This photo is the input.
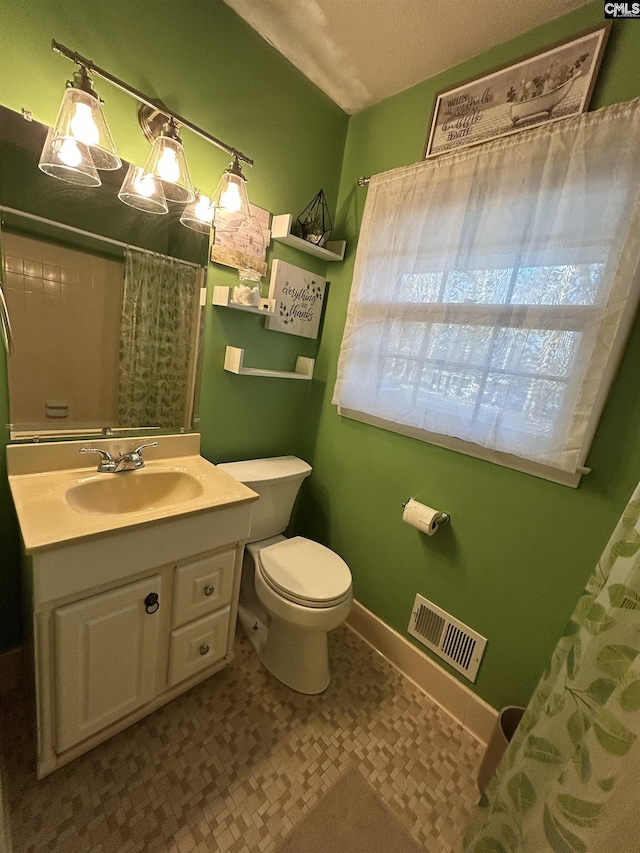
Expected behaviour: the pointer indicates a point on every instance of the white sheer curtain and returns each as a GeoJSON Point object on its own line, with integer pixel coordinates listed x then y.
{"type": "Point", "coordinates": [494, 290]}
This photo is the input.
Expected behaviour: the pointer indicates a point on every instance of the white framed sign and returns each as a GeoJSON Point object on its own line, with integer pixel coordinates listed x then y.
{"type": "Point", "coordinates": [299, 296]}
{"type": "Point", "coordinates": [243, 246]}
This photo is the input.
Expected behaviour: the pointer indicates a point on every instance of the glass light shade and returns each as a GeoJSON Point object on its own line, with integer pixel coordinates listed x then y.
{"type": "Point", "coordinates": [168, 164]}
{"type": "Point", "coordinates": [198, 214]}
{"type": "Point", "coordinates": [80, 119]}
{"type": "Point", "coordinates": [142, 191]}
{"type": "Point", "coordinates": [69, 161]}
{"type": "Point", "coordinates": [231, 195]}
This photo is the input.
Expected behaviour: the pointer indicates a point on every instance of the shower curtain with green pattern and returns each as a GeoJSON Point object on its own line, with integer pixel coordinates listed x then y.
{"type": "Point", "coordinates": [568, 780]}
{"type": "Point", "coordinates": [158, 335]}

...

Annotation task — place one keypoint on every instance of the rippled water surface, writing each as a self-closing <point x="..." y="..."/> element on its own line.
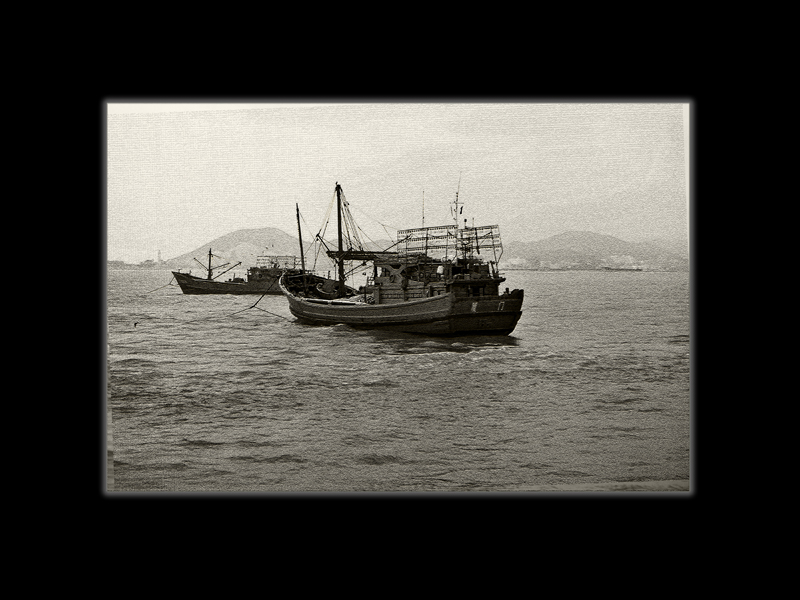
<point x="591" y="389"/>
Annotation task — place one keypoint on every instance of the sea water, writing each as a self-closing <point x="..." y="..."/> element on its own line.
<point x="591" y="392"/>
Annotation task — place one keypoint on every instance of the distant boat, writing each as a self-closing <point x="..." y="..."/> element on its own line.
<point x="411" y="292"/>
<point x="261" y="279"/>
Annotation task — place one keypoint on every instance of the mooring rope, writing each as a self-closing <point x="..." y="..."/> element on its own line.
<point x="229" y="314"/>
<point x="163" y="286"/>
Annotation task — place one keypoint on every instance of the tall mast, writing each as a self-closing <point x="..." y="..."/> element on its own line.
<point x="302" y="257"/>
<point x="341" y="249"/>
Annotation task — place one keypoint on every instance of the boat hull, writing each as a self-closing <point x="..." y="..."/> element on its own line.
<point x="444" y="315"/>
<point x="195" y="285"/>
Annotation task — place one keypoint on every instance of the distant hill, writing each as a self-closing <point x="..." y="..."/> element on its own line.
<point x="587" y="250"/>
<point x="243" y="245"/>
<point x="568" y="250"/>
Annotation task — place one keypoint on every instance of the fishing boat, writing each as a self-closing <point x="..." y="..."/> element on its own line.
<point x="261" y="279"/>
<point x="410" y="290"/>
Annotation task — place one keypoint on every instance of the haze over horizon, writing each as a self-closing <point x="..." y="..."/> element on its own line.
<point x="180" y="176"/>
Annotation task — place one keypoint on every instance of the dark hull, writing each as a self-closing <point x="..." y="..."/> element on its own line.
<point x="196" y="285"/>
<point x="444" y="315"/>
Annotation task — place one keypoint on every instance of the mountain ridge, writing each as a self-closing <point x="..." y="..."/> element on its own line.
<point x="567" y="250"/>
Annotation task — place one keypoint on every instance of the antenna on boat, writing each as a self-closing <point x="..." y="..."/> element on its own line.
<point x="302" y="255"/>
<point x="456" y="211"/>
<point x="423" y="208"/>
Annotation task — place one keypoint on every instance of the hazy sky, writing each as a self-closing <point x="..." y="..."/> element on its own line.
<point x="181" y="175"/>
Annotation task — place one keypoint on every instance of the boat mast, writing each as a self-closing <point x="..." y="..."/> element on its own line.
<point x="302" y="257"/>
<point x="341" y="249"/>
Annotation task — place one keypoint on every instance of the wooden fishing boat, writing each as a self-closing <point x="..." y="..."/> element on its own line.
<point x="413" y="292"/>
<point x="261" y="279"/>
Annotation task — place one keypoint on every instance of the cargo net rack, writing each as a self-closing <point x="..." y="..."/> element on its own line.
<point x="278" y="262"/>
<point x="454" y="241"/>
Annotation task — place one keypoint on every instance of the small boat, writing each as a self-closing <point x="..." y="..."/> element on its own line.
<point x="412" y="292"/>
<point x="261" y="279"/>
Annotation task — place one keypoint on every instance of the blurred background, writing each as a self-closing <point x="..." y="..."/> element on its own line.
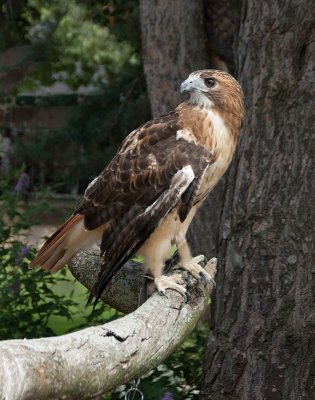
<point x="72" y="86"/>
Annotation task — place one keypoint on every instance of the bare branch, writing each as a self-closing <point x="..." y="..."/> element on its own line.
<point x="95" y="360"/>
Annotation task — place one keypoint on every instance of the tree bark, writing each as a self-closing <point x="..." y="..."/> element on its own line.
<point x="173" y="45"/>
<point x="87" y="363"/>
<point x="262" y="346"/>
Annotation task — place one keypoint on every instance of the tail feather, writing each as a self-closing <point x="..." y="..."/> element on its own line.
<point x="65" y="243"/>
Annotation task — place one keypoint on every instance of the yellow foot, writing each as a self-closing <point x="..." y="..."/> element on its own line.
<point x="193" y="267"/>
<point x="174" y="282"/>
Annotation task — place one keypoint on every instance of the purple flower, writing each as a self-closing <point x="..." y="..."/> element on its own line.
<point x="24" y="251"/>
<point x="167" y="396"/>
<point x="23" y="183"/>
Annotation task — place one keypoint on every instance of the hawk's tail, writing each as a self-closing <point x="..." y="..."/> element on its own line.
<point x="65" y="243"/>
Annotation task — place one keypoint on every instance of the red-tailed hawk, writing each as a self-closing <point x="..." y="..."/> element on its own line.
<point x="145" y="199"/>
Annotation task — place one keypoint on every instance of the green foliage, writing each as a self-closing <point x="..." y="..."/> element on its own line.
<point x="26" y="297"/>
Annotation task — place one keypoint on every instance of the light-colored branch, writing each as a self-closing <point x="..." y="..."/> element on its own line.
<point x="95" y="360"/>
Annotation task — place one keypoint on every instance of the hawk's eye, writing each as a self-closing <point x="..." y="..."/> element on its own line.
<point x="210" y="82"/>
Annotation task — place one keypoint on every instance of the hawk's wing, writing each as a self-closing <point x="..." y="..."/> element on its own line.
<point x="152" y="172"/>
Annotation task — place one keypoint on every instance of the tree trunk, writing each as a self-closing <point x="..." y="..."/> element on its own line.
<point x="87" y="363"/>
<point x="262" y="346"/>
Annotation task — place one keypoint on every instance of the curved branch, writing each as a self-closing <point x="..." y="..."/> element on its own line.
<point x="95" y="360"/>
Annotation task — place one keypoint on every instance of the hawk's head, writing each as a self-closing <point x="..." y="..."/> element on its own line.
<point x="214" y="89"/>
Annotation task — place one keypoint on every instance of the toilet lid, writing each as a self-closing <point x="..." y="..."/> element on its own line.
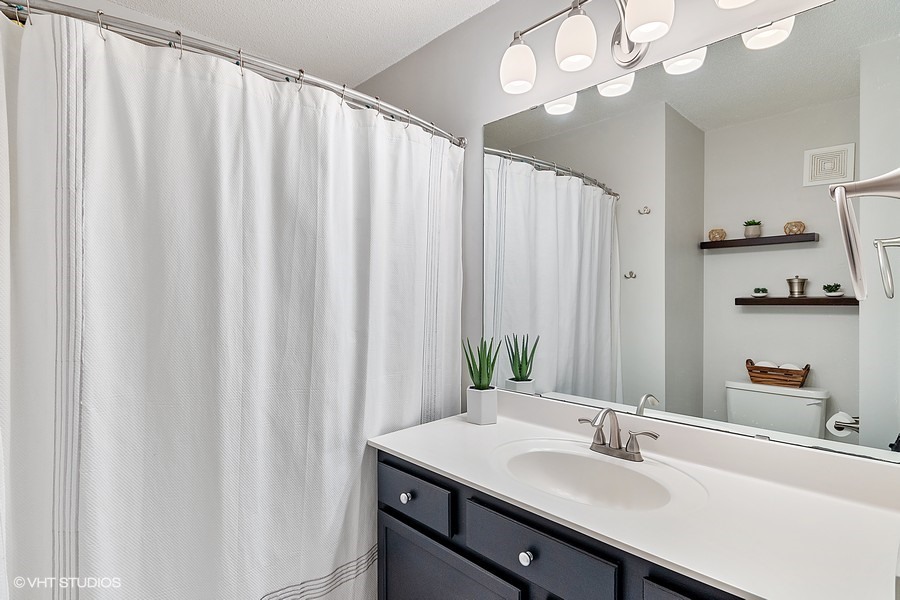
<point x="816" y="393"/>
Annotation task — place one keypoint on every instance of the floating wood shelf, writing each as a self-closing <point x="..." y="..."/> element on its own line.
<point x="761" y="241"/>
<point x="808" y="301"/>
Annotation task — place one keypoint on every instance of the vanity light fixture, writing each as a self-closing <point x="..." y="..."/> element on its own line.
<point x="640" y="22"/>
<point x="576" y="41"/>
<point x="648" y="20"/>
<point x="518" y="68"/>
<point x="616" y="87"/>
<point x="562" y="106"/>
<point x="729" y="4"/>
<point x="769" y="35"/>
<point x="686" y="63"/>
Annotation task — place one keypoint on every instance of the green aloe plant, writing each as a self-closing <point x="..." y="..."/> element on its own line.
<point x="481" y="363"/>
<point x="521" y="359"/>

==

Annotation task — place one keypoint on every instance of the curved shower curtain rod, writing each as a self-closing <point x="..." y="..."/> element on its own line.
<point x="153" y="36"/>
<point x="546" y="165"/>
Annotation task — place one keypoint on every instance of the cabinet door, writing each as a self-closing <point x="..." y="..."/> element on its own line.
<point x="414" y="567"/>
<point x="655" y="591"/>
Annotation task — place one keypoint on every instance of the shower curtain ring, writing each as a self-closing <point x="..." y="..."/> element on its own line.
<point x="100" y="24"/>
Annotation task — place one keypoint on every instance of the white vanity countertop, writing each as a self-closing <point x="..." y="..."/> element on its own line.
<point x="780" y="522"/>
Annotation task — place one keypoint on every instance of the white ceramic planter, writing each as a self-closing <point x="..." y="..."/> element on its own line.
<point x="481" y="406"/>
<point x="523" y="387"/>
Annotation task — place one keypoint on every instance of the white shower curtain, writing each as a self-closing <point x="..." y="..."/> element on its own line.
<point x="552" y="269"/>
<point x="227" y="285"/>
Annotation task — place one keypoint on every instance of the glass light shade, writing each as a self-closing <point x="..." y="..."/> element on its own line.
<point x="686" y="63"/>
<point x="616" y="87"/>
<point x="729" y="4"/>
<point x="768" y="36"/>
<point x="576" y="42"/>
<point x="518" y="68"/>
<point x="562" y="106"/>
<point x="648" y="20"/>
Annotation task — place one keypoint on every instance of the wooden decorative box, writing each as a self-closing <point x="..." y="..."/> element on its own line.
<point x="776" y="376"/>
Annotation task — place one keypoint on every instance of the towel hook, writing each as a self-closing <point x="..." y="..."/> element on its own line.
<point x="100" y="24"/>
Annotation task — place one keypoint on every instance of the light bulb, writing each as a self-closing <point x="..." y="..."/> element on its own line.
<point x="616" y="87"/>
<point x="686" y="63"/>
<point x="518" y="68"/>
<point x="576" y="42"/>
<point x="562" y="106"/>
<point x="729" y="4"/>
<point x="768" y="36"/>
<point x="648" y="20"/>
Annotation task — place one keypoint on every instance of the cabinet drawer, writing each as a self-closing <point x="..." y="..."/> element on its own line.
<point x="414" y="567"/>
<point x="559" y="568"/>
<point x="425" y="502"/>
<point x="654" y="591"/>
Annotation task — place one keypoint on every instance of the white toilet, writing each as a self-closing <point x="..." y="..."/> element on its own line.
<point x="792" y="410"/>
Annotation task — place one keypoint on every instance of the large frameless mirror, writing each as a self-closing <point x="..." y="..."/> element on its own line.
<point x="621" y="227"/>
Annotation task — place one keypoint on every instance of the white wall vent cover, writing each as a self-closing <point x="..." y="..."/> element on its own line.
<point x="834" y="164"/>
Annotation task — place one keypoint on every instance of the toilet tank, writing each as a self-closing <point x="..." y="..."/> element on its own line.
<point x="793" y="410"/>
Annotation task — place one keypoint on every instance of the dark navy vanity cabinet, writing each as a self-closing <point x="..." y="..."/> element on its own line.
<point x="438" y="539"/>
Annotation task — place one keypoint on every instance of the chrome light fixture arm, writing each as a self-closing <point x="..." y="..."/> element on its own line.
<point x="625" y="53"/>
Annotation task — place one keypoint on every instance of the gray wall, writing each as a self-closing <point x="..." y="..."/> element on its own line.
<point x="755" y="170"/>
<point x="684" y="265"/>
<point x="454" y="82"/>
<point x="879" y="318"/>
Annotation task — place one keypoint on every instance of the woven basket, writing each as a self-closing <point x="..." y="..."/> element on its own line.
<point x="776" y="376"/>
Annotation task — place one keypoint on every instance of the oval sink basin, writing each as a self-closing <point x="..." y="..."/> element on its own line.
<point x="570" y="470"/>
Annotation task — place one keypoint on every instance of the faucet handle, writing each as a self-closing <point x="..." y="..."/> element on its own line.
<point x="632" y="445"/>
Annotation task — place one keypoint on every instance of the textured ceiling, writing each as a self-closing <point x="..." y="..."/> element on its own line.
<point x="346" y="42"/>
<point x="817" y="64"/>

WHAT IS BEING ASKED =>
Which lines above contain the string "tree"? Pick out every one of them, treating uppercase and lowercase as different.

ANSWER TO THE PROBLEM =>
Annotation task — place one keypoint on every instance of the tree bark, writing each as a self-closing <point x="..." y="..."/> element on its own line.
Annotation task — place one keypoint on every instance of the tree trunk, writing each as a self-closing <point x="..." y="..."/> element on its own line.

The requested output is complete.